┌─ TESTO DA LEGGERE

La bella che dorme è Tiphereth-bellezza, il sole dell’essere cui non sarebbe possibile brillare se prima l’uomo non ne ha portato a termine l’ascesa. Non può raggiungerlo se prima non si è spogliato della foresta psichica, cosciente e inconscia, che l’invade, e lo soffoca a poco a poco. Non può intraprendere quest’avventura se non dopo aver preso coscienza della presenza di questa principessa, il suo essere essenziale, spirituale, riflesso e promessa del divino, germe nascosto, addormentato.
Il principe seducente che viene a sapere della presenza della Bella non è altro che la coscienza informata, capace di orientare sul cammino di quest’avventura l’uomo risvegliato al solo desiderio giusto. E l’uomo non può vivere l’avventura se non sotto l’impulso dell’amore, in una dimensione dell’amore di cui, purtroppo, questa parola oggi incredibilmente usurata, non può più rendere l’accezione. Solo l’amore vero permette al principe di attraversare le prove della foresta. Dato il bacio, si ha il risveglio dell’essere.
Teniamo presente che contemporaneamente si risveglia il cosmo intero. I familiari, il cane, il giardino, sono i regni che attendono tutti il risveglio dell’umanità per brillare del loro “vero colore”. Lo possono testimoniare coloro che hanno fatto l’esperienza: il quotidiano, il gesto quotidiano, vissuto fino ad all’ora nella banalità della ripetizione, prende a questo livello un rilievo sempre nuovo: “Ecco, io faccio nuove tutte le cose” (Apocalisse 21,5).
Dopo aver attraversato il triangolo inferiore, dopo avere superato i dieci gradi corrispondenti alle dieci vertebre (le cinque sacre e le cinque lombari) illustrate così bene dalle dieci piaghe d’Egitto (Genesi 7;8;9;10;11), l’uomo bussa alla porta stretta detta “porta degli uomini”.

└─

● ELENCO ATTIVITÀ:
1 - Traduci in inglese questa frase del testo sulla Bella addormentata: "Solo l’amore vero permette al principe di attraversare le prove della foresta."
2 - Riscrivi il passo del testo sulla Bella addormentata da "La bella che" a "germe nascosto, addormentato.", sostituendo "principessa" con "fanciulla".
3 - Prosegui il testo sulla Bella addormentata a partire dall'ultima frase riportata.
Le righe che seguono non servono per queste attività.

┌─ DATI IN INGRESSO

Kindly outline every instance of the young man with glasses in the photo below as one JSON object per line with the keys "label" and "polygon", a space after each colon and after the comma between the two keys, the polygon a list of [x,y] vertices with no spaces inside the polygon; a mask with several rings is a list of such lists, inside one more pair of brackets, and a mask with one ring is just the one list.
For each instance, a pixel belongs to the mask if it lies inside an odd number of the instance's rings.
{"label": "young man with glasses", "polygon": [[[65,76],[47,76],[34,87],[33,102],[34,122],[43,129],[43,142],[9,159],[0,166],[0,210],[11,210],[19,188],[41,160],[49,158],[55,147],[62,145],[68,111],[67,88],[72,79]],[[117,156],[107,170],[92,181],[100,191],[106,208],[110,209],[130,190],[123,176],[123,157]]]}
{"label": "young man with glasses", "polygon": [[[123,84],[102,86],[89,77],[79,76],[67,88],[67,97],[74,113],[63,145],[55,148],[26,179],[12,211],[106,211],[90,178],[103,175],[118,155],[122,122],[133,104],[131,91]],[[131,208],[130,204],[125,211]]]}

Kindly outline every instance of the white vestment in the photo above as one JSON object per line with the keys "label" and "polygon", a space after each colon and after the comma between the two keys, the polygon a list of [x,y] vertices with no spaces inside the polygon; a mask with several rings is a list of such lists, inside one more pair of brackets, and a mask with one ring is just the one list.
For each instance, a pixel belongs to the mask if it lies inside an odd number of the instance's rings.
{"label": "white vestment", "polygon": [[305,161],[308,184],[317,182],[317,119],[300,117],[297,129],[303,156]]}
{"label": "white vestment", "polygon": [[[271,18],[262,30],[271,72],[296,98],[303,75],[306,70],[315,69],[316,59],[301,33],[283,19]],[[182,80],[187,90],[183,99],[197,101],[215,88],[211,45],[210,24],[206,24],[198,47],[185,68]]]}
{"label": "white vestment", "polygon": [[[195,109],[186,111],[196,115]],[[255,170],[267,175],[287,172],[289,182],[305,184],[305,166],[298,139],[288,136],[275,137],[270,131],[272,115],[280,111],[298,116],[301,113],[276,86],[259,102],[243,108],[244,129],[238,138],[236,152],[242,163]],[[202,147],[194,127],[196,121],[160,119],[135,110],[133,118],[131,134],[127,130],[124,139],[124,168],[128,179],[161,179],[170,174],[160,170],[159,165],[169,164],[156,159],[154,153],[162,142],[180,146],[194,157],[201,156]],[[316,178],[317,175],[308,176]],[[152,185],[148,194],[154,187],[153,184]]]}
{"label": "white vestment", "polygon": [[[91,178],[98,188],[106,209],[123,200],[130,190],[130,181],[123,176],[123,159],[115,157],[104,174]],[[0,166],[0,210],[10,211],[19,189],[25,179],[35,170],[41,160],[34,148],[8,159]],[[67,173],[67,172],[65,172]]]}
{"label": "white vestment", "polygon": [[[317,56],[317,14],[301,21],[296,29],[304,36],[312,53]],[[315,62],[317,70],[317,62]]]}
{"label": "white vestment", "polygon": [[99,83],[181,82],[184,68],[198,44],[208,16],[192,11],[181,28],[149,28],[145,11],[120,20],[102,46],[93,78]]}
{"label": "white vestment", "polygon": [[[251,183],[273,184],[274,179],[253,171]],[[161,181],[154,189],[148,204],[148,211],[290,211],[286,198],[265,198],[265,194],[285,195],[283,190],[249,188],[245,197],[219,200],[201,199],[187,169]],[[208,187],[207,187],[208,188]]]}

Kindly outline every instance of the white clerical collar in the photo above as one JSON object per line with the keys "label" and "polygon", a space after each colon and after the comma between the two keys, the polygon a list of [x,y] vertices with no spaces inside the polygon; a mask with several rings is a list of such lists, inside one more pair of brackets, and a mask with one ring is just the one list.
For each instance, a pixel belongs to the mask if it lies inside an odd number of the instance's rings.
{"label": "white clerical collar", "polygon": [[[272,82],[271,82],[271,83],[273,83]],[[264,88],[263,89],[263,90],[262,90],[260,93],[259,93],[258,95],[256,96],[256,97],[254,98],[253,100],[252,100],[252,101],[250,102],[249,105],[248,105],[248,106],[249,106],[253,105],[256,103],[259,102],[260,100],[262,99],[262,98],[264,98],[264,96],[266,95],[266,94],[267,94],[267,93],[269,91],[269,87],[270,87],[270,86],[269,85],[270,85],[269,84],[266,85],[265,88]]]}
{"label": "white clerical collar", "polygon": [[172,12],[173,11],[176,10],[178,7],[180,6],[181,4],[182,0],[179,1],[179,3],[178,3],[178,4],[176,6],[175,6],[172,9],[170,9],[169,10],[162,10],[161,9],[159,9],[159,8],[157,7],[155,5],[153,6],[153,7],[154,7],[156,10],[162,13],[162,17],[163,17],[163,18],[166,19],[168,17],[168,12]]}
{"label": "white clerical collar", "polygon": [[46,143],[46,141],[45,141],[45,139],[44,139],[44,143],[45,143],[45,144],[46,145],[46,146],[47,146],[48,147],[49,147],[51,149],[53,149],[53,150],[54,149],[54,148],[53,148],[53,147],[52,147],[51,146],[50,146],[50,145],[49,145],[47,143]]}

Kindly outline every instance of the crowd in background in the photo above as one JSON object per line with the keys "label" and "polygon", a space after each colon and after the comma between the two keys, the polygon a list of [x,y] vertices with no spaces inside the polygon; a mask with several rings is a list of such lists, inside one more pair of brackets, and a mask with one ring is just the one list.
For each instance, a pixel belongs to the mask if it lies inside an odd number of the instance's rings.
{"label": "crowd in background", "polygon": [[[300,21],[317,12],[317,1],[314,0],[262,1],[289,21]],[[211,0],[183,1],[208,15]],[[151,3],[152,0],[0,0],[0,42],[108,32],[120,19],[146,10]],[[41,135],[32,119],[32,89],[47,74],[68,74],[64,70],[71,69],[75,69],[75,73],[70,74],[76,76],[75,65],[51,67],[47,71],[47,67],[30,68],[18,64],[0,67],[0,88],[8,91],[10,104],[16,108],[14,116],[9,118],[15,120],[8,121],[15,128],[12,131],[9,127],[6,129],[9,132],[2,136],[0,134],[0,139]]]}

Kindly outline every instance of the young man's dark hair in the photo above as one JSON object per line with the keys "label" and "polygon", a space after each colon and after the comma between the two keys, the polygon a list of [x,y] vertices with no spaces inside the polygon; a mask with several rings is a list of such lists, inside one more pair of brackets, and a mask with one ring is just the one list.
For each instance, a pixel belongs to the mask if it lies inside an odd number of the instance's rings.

└─

● SOLUZIONI ATTIVITÀ:
1 - Only true love allows the prince to pass through the trials of the forest.

2 -
La bella che dorme è Tiphereth-bellezza, il sole dell’essere cui non sarebbe possibile brillare se prima l’uomo non ne ha portato a termine l’ascesa. Non può raggiungerlo se prima non si è spogliato della foresta psichica, cosciente e inconscia, che l’invade, e lo soffoca a poco a poco. Non può intraprendere quest’avventura se non dopo aver preso coscienza della presenza di questa fanciulla, il suo essere essenziale, spirituale, riflesso e promessa del divino, germe nascosto, addormentato.

3 -
Varcata questa porta, sale i dodici gradi delle sue vertebre dorsali. Questo passaggio nel quadrilatero – sola autentica incarnazione – si effettua in tutte le tradizioni sotto il segno del dodecanario: dai dodici mesi dell’anno, le dodici fatiche di Ercole fino alla Gerusalemme celeste aperta su dodici porte, che le dodici tribù di Israele e, dopo di loro, i dodici apostoli della tradizione cristiana prefigurano.
Nella sua ascesa lungo le dodici vertebre l’uomo ara, innaffia e coltiva le sue terre interiori, affinché ognuno, a poco a poco, dia pienamente frutto. Quando tutti i frutti sono raccolti, completata la mietitura, l’uomo bussa alla porta superiore del quadrilatero chiamata “porta degli dei”.
Sette vertebre l’accolgono. È il settenario apocalittico. Ricordiamo l’importanza del numero sette: simbolizza una totalità, dunque una morte, cancellazione necessaria ad una nuova nascita che sarà vissuta nell’otto. L’Apocalisse di Giovanni si apre con le lettere delle sette chiese e continua con il libro dei sette sigilli, di cui il settimo rivela sette angeli ai quali vengono date sete trombe. Quando la settima tromba ha suonato, appare una donna in travaglio di parto.
Ci troviamo di fronte all’ultima e misteriosa nascita.
Sul piano della coscienza questo passaggio al triangolo superiore determina sicuramente l’apertura di un mondo nuovo, la cui sovra-coscienza riveste maggiore importanza nei riguardi del nostro stato cosciente di quanto quest’ultimo non ne abbia rispetto al nostro conosciuto banale. E come accade a questo cosciente di affiorare a livello del conosciuto nella “presa di coscienza” o nel sonno, così la nostra sovra-coscienza trafigge con rari e fulminei tonfi il nostro conosciuto che tratterà così talvolta la sua luce nell’attesa di nascervi definitivamente. Chi potrà negare questa possibilità di conoscere? Chi potrà considerare folle colui che la vive? Chi ha il diritto di giudicare con le categorie che appartengono al conosciuto banale esperienze di risveglio o oniriche che dipendono in realtà dalle categorie del sovra-cosciente?